━━ SUPPLIED PASSAGE ━━

Apple failed this time, but it will try again and likely succeed next time

The company won't stop until it makes it impossible for iPhone screens to be replaced by third-party repairers.

Once again, Apple tried to block third-party repairers from replacing iPhone displays without there being a whole bunch of negative consequences for the end-user.

And once again, Apple has had to backpedal because of criticism and bad press.

But Apple will try again. And it will likely succeed.

For those of you that aren't glued to all things Apple, here's a brief overview of the state of play.

When the iPhone 13 was released, third-party repairers quickly uncovered some very bad news for clumsy iPhone owners: swapping the display with another genuine display killed Face ID and a bunch of other features. Ways were found around this, but they involved desoldering a chip off the broken display and micro soldering it back onto the replacement display.

That's surgery-level skills.

Well, it seems that Apple has backtracked. The company will issue an iOS 15 update that will allow displays to be replaced without killing Face ID.

If all this sounds familiar to you, then that's because it is. Apple tried something similar last time around with the iPhone 12.

And later backtracked on that decision.

Or we could go back further to the classic Error 53 debacle.

It's clear Apple really wants total, absolute control over screen repairs. After all, why would Apple try to sneak these limitations in under the radar only to backtrack later?

There's clearly some sort of design remit going on here. That remit certainly isn't "make repairs as easy and cost-effective as possible for iPhone owners."

The idea that this has happened -- twice -- as some sort of accident is hard to swallow. Impossible, in fact.

And it won't be long until Apple achieves its goal. It's an engineering problem, and Apple is good at solving engineering problems.

I'm not sure what Apple's obsession with eliminating third-party repairs is all about. Control. Money. An honest and deep-seated belief that third-party repairs pose a danger to customers.

Whatever the reason, it makes Apple look like it's more concerned about putting profits ahead of the environment and makes its other efforts to be green look like greenwashing.

━━━

PROBLEM SET —
A) In the article on Apple and iPhone screen repairs, what did swapping an iPhone 13 display for another genuine display kill?
B) Reproduce word for word the part of the article on Apple and iPhone screen repairs starting at "When the iPhone" and ending at "the iPhone 12.".
The items that come after this article have no connection to it.

━━ RECORD SET ━━

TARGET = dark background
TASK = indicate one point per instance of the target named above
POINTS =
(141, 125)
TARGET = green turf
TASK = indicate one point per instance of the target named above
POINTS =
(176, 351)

━━━

SOLUTION SET —
A) It killed Face ID and a bunch of other features.

B)
When the iPhone 13 was released, third-party repairers quickly uncovered some very bad news for clumsy iPhone owners: swapping the display with another genuine display killed Face ID and a bunch of other features. Ways were found around this, but they involved desoldering a chip off the broken display and micro soldering it back onto the replacement display.

That's surgery-level skills.

Well, it seems that Apple has backtracked. The company will issue an iOS 15 update that will allow displays to be replaced without killing Face ID.

If all this sounds familiar to you, then that's because it is. Apple tried something similar last time around with the iPhone 12.